Exercises to complete:
a) Say whether each statement agrees with the SavingStar post, answering yes or no and quoting the words of the post that decide it.
(i) Savings can be withdrawn once they reach a minimum of $10.
(ii) The writer has already saved about $60 off a grocery bill.
(iii) One way to take out savings is a donation to American Forests.
b) Please rewrite the SavingStar post from "I found out" up to and including "my grocery bill.", renaming every "e-book" as "ebook".
c) Answer these questions from the SavingStar post.
(i) Where did the writer come across the e-book?
(ii) Which two retailers are named as participating with SavingStar?
(iii) Through what three options can savings be withdrawn?

# Extreme Savings and the SavingStar App



## 99Balloons (Apr 28, 2014)

I found out about the SavingStar App about a month ago while reading Extreme Savings, an e-book I came across while browsing the Amazon Kindle Store. http://www.amazon.com/dp/B0050JBYSI

Not only is this e-book loaded with tips and tricks on how to save money I was intrigued when it mentioned SavingStar since I had heard about the app in the past. I was told that it could save you money on your grocery bill but I never bothered to follow up to see if it was worth the MB's on my phone. I downloaded it about 2 months ago and I've already saved about $60 off my grocery bill.

The way it works is that you locate the supermarkets and retailers near you that participate with SavingStar such as CVS or King Soopers and you link your store cards with the app. Then, you sort through their list of coupons and select the ones you would like to load onto you card. The next time you go shopping and you purchase those specific items your coupons will be redeemed and your savings will accumulate onto the app. Once you reach the minimum of $5 you have the option of withdrawing your savings through PayPal, an Amazon gift card or a donation to American Forests.

It's very hard to save money and be frugal in this economy especially if you have kids but every little bit counts if you ask me. I like this app because it's straight to the point and does most of the work for you and pays you for it. Plus, a lot of the coupons are things that most people actually buy like fruits, cereal and things like ketchup and Ziploc bags. The e-book Extreme Savings and the SavingStar app are worth checking out.

Data records:
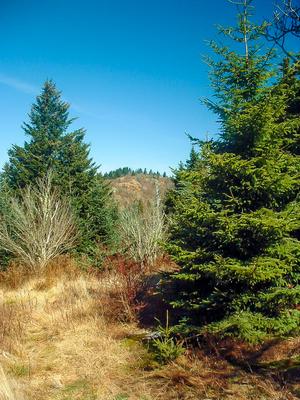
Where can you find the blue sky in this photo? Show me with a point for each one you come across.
(131, 70)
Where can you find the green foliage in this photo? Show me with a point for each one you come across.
(235, 228)
(52, 147)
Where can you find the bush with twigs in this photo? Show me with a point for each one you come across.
(38, 225)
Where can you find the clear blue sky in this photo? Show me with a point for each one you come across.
(131, 69)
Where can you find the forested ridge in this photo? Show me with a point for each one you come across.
(131, 285)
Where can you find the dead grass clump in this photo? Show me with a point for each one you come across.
(8, 390)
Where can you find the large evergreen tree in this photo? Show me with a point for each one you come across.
(236, 229)
(52, 147)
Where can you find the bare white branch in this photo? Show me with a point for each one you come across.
(39, 225)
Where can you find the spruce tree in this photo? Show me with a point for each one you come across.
(235, 229)
(50, 146)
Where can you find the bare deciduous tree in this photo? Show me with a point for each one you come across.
(38, 226)
(143, 230)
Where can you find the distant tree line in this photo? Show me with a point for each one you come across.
(124, 171)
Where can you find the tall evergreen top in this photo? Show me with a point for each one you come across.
(49, 116)
(50, 145)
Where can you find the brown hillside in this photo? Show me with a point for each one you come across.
(128, 189)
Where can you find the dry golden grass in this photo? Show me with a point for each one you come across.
(61, 338)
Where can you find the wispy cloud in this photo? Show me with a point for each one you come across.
(17, 84)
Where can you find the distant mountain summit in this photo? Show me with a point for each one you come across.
(140, 187)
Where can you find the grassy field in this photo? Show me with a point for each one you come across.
(67, 335)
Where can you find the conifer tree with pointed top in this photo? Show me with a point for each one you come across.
(50, 146)
(235, 230)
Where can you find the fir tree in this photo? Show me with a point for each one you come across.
(236, 228)
(52, 147)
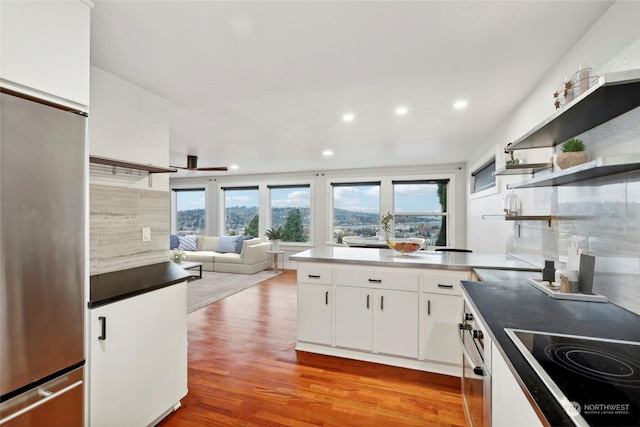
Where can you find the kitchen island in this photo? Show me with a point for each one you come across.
(380, 306)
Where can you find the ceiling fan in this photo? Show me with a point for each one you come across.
(192, 165)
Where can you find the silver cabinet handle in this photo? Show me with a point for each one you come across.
(49, 396)
(103, 328)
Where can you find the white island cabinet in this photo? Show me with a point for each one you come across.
(397, 316)
(138, 357)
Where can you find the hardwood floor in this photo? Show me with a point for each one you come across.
(244, 371)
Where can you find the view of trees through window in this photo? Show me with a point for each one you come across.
(290, 209)
(356, 210)
(420, 210)
(241, 208)
(190, 211)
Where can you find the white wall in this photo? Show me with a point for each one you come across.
(612, 44)
(130, 124)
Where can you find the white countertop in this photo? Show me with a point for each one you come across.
(420, 259)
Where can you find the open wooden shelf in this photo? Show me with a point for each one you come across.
(129, 165)
(525, 169)
(602, 166)
(613, 95)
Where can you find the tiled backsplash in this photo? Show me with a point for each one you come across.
(603, 214)
(117, 216)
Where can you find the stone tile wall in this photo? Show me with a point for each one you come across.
(117, 216)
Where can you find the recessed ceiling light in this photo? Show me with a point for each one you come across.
(348, 117)
(459, 105)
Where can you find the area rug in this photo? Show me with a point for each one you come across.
(216, 286)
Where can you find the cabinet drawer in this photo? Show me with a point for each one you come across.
(444, 282)
(378, 278)
(314, 274)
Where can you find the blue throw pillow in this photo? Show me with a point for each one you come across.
(188, 243)
(227, 244)
(239, 243)
(174, 242)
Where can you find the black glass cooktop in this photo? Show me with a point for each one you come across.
(597, 381)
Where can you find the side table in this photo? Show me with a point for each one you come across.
(274, 259)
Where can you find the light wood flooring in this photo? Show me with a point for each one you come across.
(244, 371)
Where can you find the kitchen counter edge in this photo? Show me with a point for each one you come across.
(116, 286)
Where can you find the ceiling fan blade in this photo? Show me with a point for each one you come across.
(192, 165)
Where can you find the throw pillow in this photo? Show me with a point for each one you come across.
(174, 242)
(188, 243)
(240, 242)
(227, 244)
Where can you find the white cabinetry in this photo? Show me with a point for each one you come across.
(509, 405)
(442, 308)
(138, 357)
(397, 316)
(377, 310)
(45, 50)
(314, 304)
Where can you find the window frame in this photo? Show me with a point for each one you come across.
(174, 205)
(444, 214)
(269, 209)
(223, 203)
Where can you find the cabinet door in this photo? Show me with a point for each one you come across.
(442, 314)
(396, 322)
(509, 405)
(45, 50)
(314, 313)
(354, 318)
(139, 370)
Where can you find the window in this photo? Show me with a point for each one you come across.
(482, 178)
(420, 210)
(189, 211)
(290, 209)
(241, 209)
(356, 210)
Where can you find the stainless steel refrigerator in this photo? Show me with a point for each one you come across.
(42, 236)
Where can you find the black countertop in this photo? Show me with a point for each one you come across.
(118, 285)
(506, 300)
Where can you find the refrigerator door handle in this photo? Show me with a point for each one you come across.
(49, 397)
(103, 326)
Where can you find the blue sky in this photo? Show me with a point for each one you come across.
(408, 198)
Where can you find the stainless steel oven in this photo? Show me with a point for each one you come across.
(476, 374)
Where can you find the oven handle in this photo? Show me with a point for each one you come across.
(478, 370)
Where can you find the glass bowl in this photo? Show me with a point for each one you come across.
(406, 246)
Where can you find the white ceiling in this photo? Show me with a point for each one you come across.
(264, 84)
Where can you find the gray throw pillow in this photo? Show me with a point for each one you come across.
(188, 243)
(240, 242)
(227, 244)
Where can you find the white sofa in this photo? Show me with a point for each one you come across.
(252, 258)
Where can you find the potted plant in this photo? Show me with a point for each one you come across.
(274, 235)
(572, 154)
(385, 223)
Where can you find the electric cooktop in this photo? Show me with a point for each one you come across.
(596, 380)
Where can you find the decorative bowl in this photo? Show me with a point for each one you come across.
(406, 246)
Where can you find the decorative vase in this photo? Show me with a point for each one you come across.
(570, 159)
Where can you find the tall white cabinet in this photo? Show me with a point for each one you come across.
(397, 316)
(138, 360)
(46, 50)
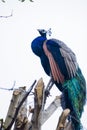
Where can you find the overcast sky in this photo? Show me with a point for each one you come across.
(68, 20)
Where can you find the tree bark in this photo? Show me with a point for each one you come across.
(62, 120)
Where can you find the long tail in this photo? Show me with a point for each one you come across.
(75, 97)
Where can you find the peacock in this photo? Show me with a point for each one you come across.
(60, 63)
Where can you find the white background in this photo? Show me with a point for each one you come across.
(68, 20)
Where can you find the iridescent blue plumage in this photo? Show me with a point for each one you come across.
(60, 62)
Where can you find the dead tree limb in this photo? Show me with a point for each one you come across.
(38, 105)
(18, 107)
(62, 120)
(51, 109)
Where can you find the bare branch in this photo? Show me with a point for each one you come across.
(18, 108)
(8, 15)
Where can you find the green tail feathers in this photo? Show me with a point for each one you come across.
(76, 92)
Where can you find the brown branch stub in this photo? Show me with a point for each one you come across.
(62, 119)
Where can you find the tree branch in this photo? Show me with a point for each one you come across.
(18, 108)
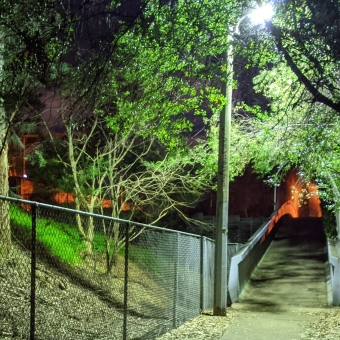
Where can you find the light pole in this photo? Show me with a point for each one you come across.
(222, 204)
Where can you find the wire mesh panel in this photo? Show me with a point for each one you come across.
(66, 274)
(151, 292)
(187, 283)
(79, 276)
(15, 271)
(208, 262)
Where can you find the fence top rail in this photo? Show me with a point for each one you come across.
(84, 213)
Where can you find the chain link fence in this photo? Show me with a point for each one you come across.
(66, 274)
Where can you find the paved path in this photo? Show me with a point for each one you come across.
(289, 282)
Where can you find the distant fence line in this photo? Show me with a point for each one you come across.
(53, 287)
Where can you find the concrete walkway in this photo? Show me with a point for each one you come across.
(289, 282)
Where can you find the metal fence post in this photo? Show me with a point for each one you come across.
(202, 253)
(174, 314)
(126, 278)
(33, 270)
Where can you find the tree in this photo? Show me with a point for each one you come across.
(295, 133)
(306, 33)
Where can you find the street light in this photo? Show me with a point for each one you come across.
(222, 206)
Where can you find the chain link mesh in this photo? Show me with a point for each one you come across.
(87, 284)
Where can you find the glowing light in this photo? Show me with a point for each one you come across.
(261, 15)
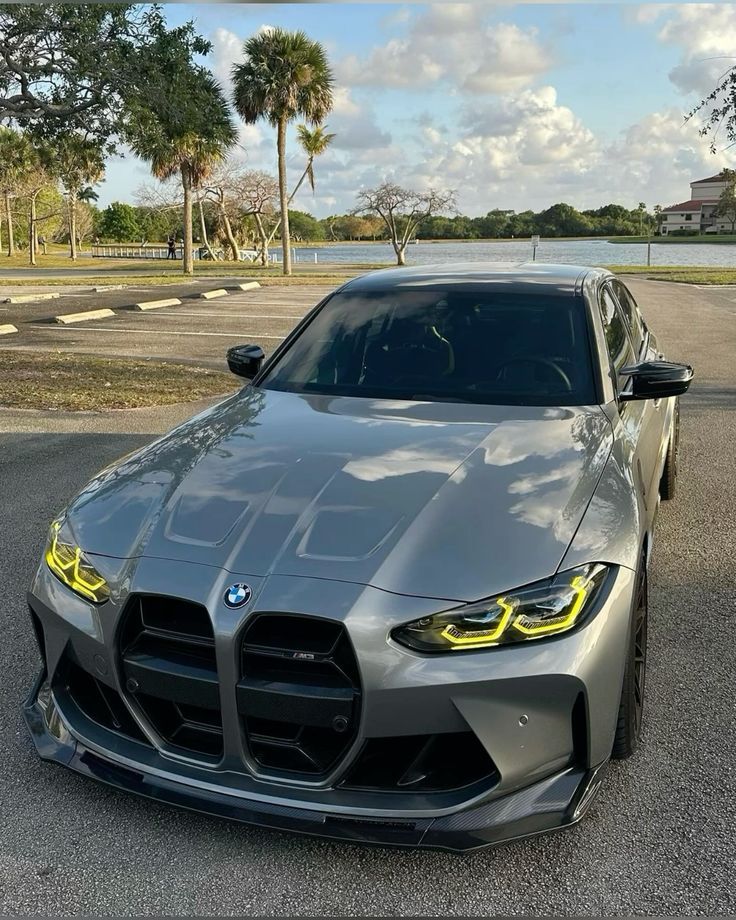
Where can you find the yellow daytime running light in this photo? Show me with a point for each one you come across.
(554, 624)
(458, 637)
(535, 611)
(69, 565)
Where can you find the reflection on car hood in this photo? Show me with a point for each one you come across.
(442, 500)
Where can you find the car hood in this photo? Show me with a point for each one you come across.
(444, 500)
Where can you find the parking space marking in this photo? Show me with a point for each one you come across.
(142, 331)
(233, 315)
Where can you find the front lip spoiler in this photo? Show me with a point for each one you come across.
(550, 804)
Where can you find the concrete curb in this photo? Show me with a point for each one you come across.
(155, 304)
(67, 318)
(30, 298)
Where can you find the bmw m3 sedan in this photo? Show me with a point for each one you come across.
(395, 588)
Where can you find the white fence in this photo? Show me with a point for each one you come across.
(118, 251)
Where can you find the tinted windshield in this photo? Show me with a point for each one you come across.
(502, 349)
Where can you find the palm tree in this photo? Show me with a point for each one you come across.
(80, 164)
(16, 158)
(185, 128)
(285, 76)
(313, 143)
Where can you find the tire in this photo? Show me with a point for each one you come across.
(631, 707)
(668, 482)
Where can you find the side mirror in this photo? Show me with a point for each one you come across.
(656, 380)
(245, 360)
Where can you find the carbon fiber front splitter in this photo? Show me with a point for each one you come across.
(551, 804)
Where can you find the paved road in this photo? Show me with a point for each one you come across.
(658, 840)
(199, 330)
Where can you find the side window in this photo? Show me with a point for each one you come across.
(631, 312)
(617, 334)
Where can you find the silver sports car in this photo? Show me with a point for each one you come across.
(393, 590)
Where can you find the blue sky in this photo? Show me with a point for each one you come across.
(514, 105)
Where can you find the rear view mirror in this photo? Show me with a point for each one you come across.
(656, 379)
(245, 360)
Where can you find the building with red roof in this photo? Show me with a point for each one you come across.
(698, 212)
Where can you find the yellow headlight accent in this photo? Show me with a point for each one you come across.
(457, 637)
(580, 587)
(67, 562)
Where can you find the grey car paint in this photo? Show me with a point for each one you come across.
(357, 490)
(358, 510)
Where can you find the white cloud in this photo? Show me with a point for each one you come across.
(704, 32)
(515, 56)
(452, 42)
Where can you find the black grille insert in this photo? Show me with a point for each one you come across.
(299, 695)
(421, 763)
(168, 656)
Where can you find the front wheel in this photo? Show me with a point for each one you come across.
(668, 482)
(631, 707)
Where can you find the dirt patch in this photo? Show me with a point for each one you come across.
(56, 380)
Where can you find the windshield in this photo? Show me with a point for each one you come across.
(500, 349)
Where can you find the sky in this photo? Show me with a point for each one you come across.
(513, 105)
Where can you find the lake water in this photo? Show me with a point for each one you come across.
(576, 252)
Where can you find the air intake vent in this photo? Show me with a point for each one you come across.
(96, 701)
(299, 696)
(421, 763)
(168, 655)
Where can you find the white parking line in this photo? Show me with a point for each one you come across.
(181, 313)
(225, 335)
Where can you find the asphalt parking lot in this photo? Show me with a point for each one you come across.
(198, 330)
(657, 840)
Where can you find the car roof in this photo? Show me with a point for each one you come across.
(510, 277)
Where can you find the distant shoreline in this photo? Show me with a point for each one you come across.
(721, 240)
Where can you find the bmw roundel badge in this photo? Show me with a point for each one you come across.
(237, 595)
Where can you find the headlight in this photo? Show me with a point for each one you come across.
(534, 612)
(70, 565)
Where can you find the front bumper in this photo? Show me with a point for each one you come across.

Solutions:
a)
(i) No: "Once you reach the minimum of $5"
(ii) Yes: "I've already saved about $60 off my grocery bill."
(iii) Yes: "a donation to American Forests."

b)
I found out about the SavingStar App about a month ago while reading Extreme Savings, an ebook I came across while browsing the Amazon Kindle Store. http://www.amazon.com/dp/B0050JBYSI

Not only is this ebook loaded with tips and tricks on how to save money I was intrigued when it mentioned SavingStar since I had heard about the app in the past. I was told that it could save you money on your grocery bill but I never bothered to follow up to see if it was worth the MB's on my phone. I downloaded it about 2 months ago and I've already saved about $60 off my grocery bill.

c)
(i) While browsing the Amazon Kindle Store.
(ii) CVS and King Soopers.
(iii) PayPal, an Amazon gift card, or a donation to American Forests.